:: PROVIDED INFORMATION

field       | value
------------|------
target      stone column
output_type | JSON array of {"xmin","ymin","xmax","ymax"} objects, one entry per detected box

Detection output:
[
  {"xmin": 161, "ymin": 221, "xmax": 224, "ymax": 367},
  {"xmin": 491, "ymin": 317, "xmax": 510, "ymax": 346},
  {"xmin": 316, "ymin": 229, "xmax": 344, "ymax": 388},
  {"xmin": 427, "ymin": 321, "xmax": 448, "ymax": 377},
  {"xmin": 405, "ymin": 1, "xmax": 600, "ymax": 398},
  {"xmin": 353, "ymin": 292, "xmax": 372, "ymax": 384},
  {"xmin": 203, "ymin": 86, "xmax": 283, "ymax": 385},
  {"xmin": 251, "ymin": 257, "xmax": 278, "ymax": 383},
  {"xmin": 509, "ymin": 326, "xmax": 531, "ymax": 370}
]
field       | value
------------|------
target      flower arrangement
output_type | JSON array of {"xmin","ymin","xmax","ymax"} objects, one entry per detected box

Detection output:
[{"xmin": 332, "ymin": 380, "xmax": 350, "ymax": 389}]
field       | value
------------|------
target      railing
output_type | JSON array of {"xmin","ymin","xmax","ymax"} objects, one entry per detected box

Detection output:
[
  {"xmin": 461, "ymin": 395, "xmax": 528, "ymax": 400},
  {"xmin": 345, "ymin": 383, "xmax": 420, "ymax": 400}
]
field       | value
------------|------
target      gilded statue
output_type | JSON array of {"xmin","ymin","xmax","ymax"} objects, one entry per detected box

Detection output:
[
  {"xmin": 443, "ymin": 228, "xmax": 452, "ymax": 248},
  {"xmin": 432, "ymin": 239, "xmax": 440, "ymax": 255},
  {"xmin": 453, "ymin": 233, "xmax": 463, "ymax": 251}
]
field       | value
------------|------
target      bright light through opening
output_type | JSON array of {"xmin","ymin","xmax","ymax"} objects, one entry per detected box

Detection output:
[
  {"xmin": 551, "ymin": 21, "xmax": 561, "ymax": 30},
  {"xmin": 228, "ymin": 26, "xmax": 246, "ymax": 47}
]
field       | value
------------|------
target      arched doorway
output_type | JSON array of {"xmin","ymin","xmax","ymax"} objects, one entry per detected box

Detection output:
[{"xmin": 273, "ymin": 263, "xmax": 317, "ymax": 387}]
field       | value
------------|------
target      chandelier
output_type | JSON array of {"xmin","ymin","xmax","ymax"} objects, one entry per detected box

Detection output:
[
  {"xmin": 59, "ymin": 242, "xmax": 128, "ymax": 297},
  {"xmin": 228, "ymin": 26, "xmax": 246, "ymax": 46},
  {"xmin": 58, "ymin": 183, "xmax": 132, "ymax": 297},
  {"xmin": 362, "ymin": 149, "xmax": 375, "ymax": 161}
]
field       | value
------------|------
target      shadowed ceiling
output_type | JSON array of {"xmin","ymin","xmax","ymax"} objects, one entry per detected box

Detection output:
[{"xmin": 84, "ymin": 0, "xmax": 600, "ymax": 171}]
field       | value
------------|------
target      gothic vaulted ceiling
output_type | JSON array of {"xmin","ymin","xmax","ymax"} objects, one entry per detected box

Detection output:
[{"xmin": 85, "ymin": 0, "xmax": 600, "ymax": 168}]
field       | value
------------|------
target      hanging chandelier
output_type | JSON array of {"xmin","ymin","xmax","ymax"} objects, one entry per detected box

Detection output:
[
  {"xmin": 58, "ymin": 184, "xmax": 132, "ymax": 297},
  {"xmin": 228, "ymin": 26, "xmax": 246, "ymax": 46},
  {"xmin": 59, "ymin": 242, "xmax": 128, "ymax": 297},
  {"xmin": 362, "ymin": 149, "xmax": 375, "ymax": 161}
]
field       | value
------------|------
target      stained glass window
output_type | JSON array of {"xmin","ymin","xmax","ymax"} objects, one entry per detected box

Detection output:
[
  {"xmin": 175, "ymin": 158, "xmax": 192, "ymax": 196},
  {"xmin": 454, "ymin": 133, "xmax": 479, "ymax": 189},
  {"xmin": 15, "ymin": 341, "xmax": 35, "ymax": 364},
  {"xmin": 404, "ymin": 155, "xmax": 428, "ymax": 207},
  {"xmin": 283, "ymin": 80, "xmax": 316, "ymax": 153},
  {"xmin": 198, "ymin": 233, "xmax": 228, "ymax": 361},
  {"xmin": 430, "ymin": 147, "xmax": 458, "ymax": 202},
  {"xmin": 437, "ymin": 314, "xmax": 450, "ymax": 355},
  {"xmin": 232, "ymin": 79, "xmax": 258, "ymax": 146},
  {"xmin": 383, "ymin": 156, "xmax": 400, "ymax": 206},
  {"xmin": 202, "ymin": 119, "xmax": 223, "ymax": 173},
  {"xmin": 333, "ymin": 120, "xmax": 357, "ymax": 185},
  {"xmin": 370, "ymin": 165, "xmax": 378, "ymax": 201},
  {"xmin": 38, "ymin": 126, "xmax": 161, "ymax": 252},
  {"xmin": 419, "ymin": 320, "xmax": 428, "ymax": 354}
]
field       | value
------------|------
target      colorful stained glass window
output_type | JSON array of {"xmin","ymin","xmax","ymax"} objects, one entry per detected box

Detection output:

::::

Repeat the material above in full, keeping every word.

field       | value
------------|------
target      stone column
output_type | JSON array of {"xmin","ymin","xmax","ymax"} objects, one entry per detected box

Detection output:
[
  {"xmin": 161, "ymin": 221, "xmax": 224, "ymax": 367},
  {"xmin": 491, "ymin": 317, "xmax": 510, "ymax": 346},
  {"xmin": 316, "ymin": 229, "xmax": 344, "ymax": 388},
  {"xmin": 427, "ymin": 321, "xmax": 448, "ymax": 377},
  {"xmin": 405, "ymin": 1, "xmax": 600, "ymax": 398},
  {"xmin": 353, "ymin": 292, "xmax": 372, "ymax": 384},
  {"xmin": 203, "ymin": 86, "xmax": 283, "ymax": 385},
  {"xmin": 251, "ymin": 257, "xmax": 278, "ymax": 383},
  {"xmin": 509, "ymin": 326, "xmax": 531, "ymax": 370}
]
field       | value
------------|------
target      flower arrangement
output_type | JSON array of {"xmin","ymin","xmax","ymax"} objects, one entry per detected box

Detection output:
[{"xmin": 332, "ymin": 380, "xmax": 350, "ymax": 389}]
field       | value
------------|------
target      railing
output_type | JSON array of {"xmin","ymin","xmax","ymax"} objects, one entry per detected box

Detection output:
[
  {"xmin": 461, "ymin": 395, "xmax": 528, "ymax": 400},
  {"xmin": 345, "ymin": 383, "xmax": 420, "ymax": 400}
]
field       | value
------------|------
target      gilded statue
output_type | JSON array of {"xmin","ymin","xmax","ymax"} objects, one entry per detected box

Detection output:
[
  {"xmin": 443, "ymin": 228, "xmax": 452, "ymax": 248},
  {"xmin": 432, "ymin": 239, "xmax": 440, "ymax": 255},
  {"xmin": 453, "ymin": 233, "xmax": 463, "ymax": 251}
]
field       | value
------------|------
target      bright light through opening
output_type | JSON array of {"xmin","ymin","xmax","ymax"} objects, one entry per detected box

Detection output:
[
  {"xmin": 551, "ymin": 21, "xmax": 561, "ymax": 30},
  {"xmin": 228, "ymin": 26, "xmax": 246, "ymax": 47}
]
field       | value
------------|------
target      arched doorway
output_type | JSON array of {"xmin","ymin","xmax","ymax"} objects, one entry per detected box

Detection output:
[{"xmin": 273, "ymin": 263, "xmax": 317, "ymax": 387}]
field       | value
------------|------
target      chandelier
output_type | JSON array of {"xmin","ymin","xmax","ymax"} objects, one entry per detected box

Detection output:
[
  {"xmin": 59, "ymin": 242, "xmax": 128, "ymax": 297},
  {"xmin": 228, "ymin": 26, "xmax": 246, "ymax": 46},
  {"xmin": 58, "ymin": 183, "xmax": 132, "ymax": 297},
  {"xmin": 362, "ymin": 149, "xmax": 375, "ymax": 161}
]
field       | value
------------|------
target      shadowed ceiling
output_type | JSON array of {"xmin","ymin","xmax","ymax"} objects, one entry per detected box

Detection output:
[{"xmin": 84, "ymin": 0, "xmax": 600, "ymax": 171}]
field       | value
------------|------
target      gothic vaulted ceiling
output_type | JSON array of {"xmin","ymin","xmax","ymax"} objects, one entry per detected box

Detection output:
[{"xmin": 85, "ymin": 0, "xmax": 600, "ymax": 168}]
field       | value
------------|------
target      hanging chandelier
output_type | JSON array of {"xmin","ymin","xmax","ymax"} objects, one entry per detected box

Detection output:
[
  {"xmin": 58, "ymin": 184, "xmax": 132, "ymax": 297},
  {"xmin": 228, "ymin": 26, "xmax": 246, "ymax": 46},
  {"xmin": 59, "ymin": 242, "xmax": 128, "ymax": 297},
  {"xmin": 362, "ymin": 149, "xmax": 375, "ymax": 161}
]
field       | value
------------|------
target      stained glass window
output_type | JSON array of {"xmin","ymin","xmax","ymax"} objects, one entry per detected box

Detection output:
[
  {"xmin": 175, "ymin": 158, "xmax": 192, "ymax": 196},
  {"xmin": 454, "ymin": 133, "xmax": 479, "ymax": 189},
  {"xmin": 15, "ymin": 341, "xmax": 35, "ymax": 364},
  {"xmin": 404, "ymin": 155, "xmax": 428, "ymax": 207},
  {"xmin": 283, "ymin": 80, "xmax": 316, "ymax": 153},
  {"xmin": 198, "ymin": 233, "xmax": 228, "ymax": 361},
  {"xmin": 430, "ymin": 147, "xmax": 458, "ymax": 202},
  {"xmin": 437, "ymin": 314, "xmax": 450, "ymax": 355},
  {"xmin": 232, "ymin": 79, "xmax": 258, "ymax": 146},
  {"xmin": 383, "ymin": 156, "xmax": 400, "ymax": 206},
  {"xmin": 202, "ymin": 119, "xmax": 223, "ymax": 173},
  {"xmin": 333, "ymin": 120, "xmax": 357, "ymax": 185},
  {"xmin": 370, "ymin": 165, "xmax": 378, "ymax": 201},
  {"xmin": 38, "ymin": 126, "xmax": 161, "ymax": 252},
  {"xmin": 419, "ymin": 320, "xmax": 428, "ymax": 354}
]
field       | value
------------|------
target      colorful stained glass window
output_type | JSON array of {"xmin","ymin","xmax","ymax"} objects, one entry per detected box

Detection output:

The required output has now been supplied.